WRITTEN INSTRUCTION
Convert the entries below into a two-column CSV with the header row input,output, one row per entry, putting each entry's text under input and its answer under output. Wrap every field in double quotes and replace any line breaks inside a field with spaces.

(begin)

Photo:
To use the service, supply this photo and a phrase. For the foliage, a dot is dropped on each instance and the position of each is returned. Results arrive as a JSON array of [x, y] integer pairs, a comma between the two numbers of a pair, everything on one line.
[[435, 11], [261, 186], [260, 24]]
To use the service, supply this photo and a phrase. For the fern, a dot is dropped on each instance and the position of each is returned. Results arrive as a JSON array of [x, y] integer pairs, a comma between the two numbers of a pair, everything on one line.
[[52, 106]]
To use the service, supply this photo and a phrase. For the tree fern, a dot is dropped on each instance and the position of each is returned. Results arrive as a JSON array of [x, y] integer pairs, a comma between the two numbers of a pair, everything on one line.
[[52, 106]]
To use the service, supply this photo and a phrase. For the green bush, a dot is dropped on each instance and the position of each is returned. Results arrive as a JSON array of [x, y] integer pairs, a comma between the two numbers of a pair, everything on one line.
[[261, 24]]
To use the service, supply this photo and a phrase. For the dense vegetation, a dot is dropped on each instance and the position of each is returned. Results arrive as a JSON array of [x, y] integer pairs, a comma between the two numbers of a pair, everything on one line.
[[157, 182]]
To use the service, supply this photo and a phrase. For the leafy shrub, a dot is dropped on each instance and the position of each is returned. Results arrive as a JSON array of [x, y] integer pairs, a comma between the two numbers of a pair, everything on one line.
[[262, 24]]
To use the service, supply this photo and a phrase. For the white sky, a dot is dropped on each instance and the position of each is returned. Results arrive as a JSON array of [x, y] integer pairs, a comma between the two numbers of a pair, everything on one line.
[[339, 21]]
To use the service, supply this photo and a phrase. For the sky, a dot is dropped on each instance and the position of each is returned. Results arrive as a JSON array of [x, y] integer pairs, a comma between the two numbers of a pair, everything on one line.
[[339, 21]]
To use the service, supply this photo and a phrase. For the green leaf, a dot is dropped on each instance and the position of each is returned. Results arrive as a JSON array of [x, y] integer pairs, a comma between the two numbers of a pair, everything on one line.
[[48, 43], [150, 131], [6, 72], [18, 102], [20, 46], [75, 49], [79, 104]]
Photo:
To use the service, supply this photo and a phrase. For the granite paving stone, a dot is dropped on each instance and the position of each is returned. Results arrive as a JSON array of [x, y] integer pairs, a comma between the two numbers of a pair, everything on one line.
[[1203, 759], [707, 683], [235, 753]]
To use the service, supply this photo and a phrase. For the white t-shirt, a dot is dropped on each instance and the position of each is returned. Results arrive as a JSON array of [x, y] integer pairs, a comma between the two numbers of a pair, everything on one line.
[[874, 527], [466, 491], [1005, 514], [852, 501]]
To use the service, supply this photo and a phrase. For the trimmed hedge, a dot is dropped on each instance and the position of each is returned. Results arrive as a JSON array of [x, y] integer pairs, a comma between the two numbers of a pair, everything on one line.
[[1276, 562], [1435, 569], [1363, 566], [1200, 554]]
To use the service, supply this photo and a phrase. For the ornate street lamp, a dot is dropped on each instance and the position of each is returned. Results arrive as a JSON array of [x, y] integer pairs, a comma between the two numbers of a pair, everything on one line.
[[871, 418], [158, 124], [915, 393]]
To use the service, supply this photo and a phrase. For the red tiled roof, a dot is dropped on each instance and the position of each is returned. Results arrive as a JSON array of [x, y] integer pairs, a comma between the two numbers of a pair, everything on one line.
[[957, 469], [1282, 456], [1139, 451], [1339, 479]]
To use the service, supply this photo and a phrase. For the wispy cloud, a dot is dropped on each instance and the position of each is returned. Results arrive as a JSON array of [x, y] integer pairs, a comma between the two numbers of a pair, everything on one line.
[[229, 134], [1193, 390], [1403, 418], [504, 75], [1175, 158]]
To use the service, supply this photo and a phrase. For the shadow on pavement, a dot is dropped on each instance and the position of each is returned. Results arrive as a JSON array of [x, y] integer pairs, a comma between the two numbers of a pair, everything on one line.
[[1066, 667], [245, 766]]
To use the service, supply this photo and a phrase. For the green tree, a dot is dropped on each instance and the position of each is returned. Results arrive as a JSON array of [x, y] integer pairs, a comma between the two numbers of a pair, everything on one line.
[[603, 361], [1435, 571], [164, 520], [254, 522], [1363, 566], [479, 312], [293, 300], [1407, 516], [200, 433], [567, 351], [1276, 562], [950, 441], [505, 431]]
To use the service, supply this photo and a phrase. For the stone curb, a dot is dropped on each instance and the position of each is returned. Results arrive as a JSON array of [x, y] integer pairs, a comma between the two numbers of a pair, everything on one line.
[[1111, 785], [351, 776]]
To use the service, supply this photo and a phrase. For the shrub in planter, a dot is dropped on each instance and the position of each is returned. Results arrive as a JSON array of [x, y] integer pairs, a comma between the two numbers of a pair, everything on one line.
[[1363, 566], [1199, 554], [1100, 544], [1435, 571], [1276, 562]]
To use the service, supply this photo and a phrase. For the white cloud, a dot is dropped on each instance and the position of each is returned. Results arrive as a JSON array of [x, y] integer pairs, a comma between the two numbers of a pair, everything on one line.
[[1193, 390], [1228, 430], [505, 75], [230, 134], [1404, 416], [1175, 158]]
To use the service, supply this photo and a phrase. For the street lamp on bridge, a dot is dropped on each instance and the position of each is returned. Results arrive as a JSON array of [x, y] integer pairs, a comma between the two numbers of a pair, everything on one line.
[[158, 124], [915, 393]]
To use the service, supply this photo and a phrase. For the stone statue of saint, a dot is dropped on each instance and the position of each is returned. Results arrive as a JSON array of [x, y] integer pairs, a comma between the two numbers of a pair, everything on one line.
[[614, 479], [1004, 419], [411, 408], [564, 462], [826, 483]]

(end)

REPLY
input,output
"Photo: To use the service, supply this photo and a phrase. For the foliage, a dot is dropped on each instance and the position of each is returned. Results arrive as a JSON array of [x, y] integer pairs, a comma between the two numbers of a pair, everything on one line.","[[435, 11], [261, 186], [260, 24]]"
"To use the service, supply this photo and a phrase. For the fern, a dot is dropped on each instance and the position of each is returned. Results arrive as a JSON array of [x, y] integer pairs, a comma between the two numbers of a pair, everything on one line.","[[52, 106]]"
"To use the service, supply this photo and a phrase. For the tree fern, a dot is dropped on each instance and the position of each is returned. Results arrive as a JSON array of [x, y] integer pairs, a comma between the two numbers of a pair, everything on one line.","[[52, 106]]"
"To use the service, supply this photo and a phrase. For the green bush, a dot is dropped on each instance and the position of each is returned. Results arrive as a JSON array of [x, y] integer pairs, a comma between the two numbers of a pair, everything on one line.","[[261, 24]]"
"To use the service, supply this photo and a phrase. For the dense vegetation, a dot is dropped on each instance and the position of each is returned. Results arrive as a JSON array of [x, y] integer pairs, a comma between the two numbers of a pair, everything on one line.","[[157, 182]]"
"To use the service, supply this photo and a phrase. For the leafy shrub, a dot is dropped on each instance and the position of each is returned. Results arrive as a JSON array of [x, y] integer pairs, a comma between the two numbers of a pair, everything on one line.","[[262, 24]]"
"To use the service, supply this photo and a phrase. For the white sky, a dot is dropped on each instance and the position of each is returned. Results arrive as a JSON array of [x, y] integer pairs, a comma between the two numbers of a pair, everything on one line.","[[339, 21]]"
"To use the service, supply this photo and a phrase. For the sky, a dot is dropped on each instance and the position of each is returned. Results arrive as a JSON array of [x, y] integer pairs, a comma between the two numbers of a pair, everything on one line.","[[339, 21]]"
"To use the service, supply this photo and a phrase. For the green leaf, a dot is dropped on each instance and the position of each is returned. Results arrive as a JSON array of [x, y] integer pairs, a comma between the two numbers of a pair, everything on one line.","[[48, 43], [150, 131], [6, 72], [18, 102], [20, 46], [75, 49], [79, 104]]"
"Photo: To use the service, supply this photo and a phrase. For the granite paving stone, a dot is dropped on each instance and the position of each is returned. Results arrive as a JSON array of [x, y] integer pairs, a comma between the two numbers of a pair, everything on one line.","[[1203, 759], [707, 683], [235, 753]]"
"To use the service, supply this photo and a phrase. For the white t-shirt, a dot is dropped on each instance and the position of each is returned. Results arrive as a JSON array of [x, y] integer pairs, a comma between the two numbers of a pair, everything on one line.","[[874, 527], [466, 491], [1005, 514], [852, 501]]"
"To use the service, supply this photo and a phrase. For the trimmed hedge, a dot is dropped on each instance and the position of each is returned. Results arrive as a JSON array of [x, y] integer pairs, a comma between the two numbers of a pair, everything on one line.","[[1276, 562], [1435, 569], [1363, 566], [1200, 554]]"
"To use the service, supply this photo and a phrase. For the ornate street lamp, a dot is dropped on each instance and the position of each is returned. Results arrive as a JSON array of [x, y] integer pairs, a comma between the two numbers of a pair, everything on one line.","[[871, 418], [158, 124], [915, 393]]"
"To use the service, supply this photo and a phrase. For the red tiled roof, a dot is dropped on each instance and the position of each is returned. Results arrive as a JSON array of [x, y] integer pairs, a comma between the two numbers of a pair, everything on one line.","[[957, 469], [1282, 456], [1139, 451], [1339, 479]]"
"To use the service, supply this photo and a phrase. For the wispy cloud, a dot is dropped on each instance and the position of each is returned. Results arrive as a JSON array of [x, y] integer pairs, a comma between the two numbers of a pair, everything on one line.","[[229, 134], [1193, 390], [1403, 418], [504, 75], [1175, 158]]"
"To use the service, supply this photo and a phrase. For the shadow on pavement, a dot is dropped on each instance and the position of each is returned. Results arrive as a JSON array of [x, y] integer pairs, a comma between the two numbers of a pair, everything on one line.","[[1066, 667], [245, 766]]"
"To use the service, supply this photo and a phrase. For the green tree, a dot is dropped on each instance and the position of each is returned. Results arrive as a JSON array of [x, y] integer pairs, a comma between the two numbers of a pair, everything on one line.","[[603, 361], [1435, 571], [164, 520], [254, 522], [1363, 566], [479, 312], [293, 300], [1407, 516], [200, 433], [567, 351], [1276, 562], [950, 441], [505, 431]]"
"To use the service, supply this photo and a phrase. For the stone curb, a dot is dropped on each instance and the position of each is returned. Results arrive as a JSON array of [x, y] integer pairs, a comma between the two numbers of a pair, everything on one line.","[[1111, 785], [351, 776]]"
"To use the service, supply this photo and a phrase. For the shrub in planter, a dot is dropped on each instance and the position of each is returned. Results arrive as a JSON array of [x, y] integer pairs, a comma between the two numbers of a pair, everything on one line.","[[1363, 566], [1199, 554], [1100, 544], [1435, 571], [1276, 562]]"
"To use the service, supply this photo and a phrase. For the white cloud, a dot is dropped on each instance and the position of each is returned. Results arrive as a JSON array of [x, y] integer pairs, a comma between the two numbers of a pair, everything on one line.","[[1193, 390], [1228, 430], [505, 75], [230, 134], [1404, 416], [1175, 158]]"
"To use the service, supply this photo and a phrase. For the street lamp on bridge, a dot is dropped on each instance and the position of each is returned. Results arrive as a JSON array of [x, y] integer pairs, a comma between the two numbers of a pair, everything on one line.","[[158, 124], [915, 393]]"
"To use the service, supply this photo and a phrase. For the stone statue of saint, a dot is dropped on each instance and the position of each is returned. Results arrive as a JSON array of [x, y] integer pairs, a comma between the two numbers of a pair, everything on one line.","[[614, 479], [1004, 419], [411, 408], [564, 462], [826, 483]]"